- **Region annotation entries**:
↓↓↓

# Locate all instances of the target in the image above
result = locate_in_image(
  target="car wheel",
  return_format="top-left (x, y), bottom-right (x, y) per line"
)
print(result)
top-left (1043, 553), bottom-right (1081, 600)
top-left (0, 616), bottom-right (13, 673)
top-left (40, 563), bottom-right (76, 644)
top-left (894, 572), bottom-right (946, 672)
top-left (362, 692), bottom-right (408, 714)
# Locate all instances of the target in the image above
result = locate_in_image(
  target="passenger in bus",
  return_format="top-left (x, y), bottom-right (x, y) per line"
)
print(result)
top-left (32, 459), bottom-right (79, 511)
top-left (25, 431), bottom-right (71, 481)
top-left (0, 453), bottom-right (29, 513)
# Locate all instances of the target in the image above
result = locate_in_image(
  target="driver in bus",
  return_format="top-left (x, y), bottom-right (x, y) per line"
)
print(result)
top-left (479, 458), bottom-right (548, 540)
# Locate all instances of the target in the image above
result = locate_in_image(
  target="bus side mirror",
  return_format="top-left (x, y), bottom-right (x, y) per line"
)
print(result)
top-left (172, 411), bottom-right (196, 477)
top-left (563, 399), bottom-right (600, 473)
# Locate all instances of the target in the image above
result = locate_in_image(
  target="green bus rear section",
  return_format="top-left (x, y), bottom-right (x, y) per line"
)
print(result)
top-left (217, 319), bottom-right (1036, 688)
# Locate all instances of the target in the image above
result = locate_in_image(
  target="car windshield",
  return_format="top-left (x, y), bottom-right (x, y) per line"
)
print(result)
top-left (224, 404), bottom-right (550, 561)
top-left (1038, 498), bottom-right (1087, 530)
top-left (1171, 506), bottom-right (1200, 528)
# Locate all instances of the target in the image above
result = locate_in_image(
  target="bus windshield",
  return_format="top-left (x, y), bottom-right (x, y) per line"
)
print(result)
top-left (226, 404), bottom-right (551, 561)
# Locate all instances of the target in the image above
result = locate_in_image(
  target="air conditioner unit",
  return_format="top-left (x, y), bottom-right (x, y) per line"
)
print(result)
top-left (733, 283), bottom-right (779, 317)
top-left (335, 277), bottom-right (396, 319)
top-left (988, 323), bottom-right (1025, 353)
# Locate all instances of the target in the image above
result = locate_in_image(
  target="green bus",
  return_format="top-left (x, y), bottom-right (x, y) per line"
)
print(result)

↑↑↑

- **Problem**:
Quote all of the data above line for line, without any changes.

- **Solution for this task**:
# Locate all instances of the target in the image above
result = locate_in_image(
  target="car wheel",
  return_format="top-left (x, y), bottom-right (x, y) per line"
)
print(result)
top-left (1043, 553), bottom-right (1081, 600)
top-left (0, 616), bottom-right (13, 673)
top-left (40, 563), bottom-right (76, 644)
top-left (894, 572), bottom-right (946, 672)
top-left (362, 692), bottom-right (408, 714)
# Locate all instances of the target in the image above
result = locate_in_image(
  target="passenger in bus",
  return_format="top-left (x, y), bottom-right (x, y) per line"
)
print(result)
top-left (32, 459), bottom-right (79, 511)
top-left (25, 431), bottom-right (71, 481)
top-left (0, 453), bottom-right (29, 513)
# Locate all instances of the target in the image above
result = locate_in_image(
  target="driver in bus",
  return_format="top-left (x, y), bottom-right (x, y) per line"
)
print(result)
top-left (479, 458), bottom-right (548, 540)
# Locate all instances of the target in the image above
result = locate_in_image(
  target="bus side mirror",
  return_format="top-left (x, y), bottom-right (x, y) per line"
)
print(result)
top-left (172, 411), bottom-right (196, 477)
top-left (563, 399), bottom-right (600, 473)
# Locate all instances of the target in the image above
result = locate_in_image(
  target="green bus rear section",
  return_format="top-left (x, y), bottom-right (x, y) per line"
)
print(result)
top-left (217, 319), bottom-right (1036, 688)
# Locate all instances of the target in the image above
result = locate_in_image(
  target="car windshield",
  return_format="top-left (x, y), bottom-right (x, y) per line"
)
print(result)
top-left (224, 404), bottom-right (550, 561)
top-left (1038, 498), bottom-right (1087, 530)
top-left (1171, 506), bottom-right (1200, 528)
# Locate all instances of the target in the image above
result = locate_in_image(
  target="bus windshield",
  return_format="top-left (x, y), bottom-right (x, y) per line"
)
print(result)
top-left (226, 404), bottom-right (551, 561)
# Locate all instances of the target in the image above
result = locate_in_image(
  target="air conditioner unit",
  return_format="top-left (x, y), bottom-right (x, y) per line"
)
print(result)
top-left (733, 283), bottom-right (779, 317)
top-left (335, 277), bottom-right (396, 319)
top-left (988, 323), bottom-right (1025, 353)
# Locate all instances of the target in the image above
result = locate_in_image(
  target="green bus",
  return_format="top-left (x, y), bottom-right (x, y) per line"
)
print(result)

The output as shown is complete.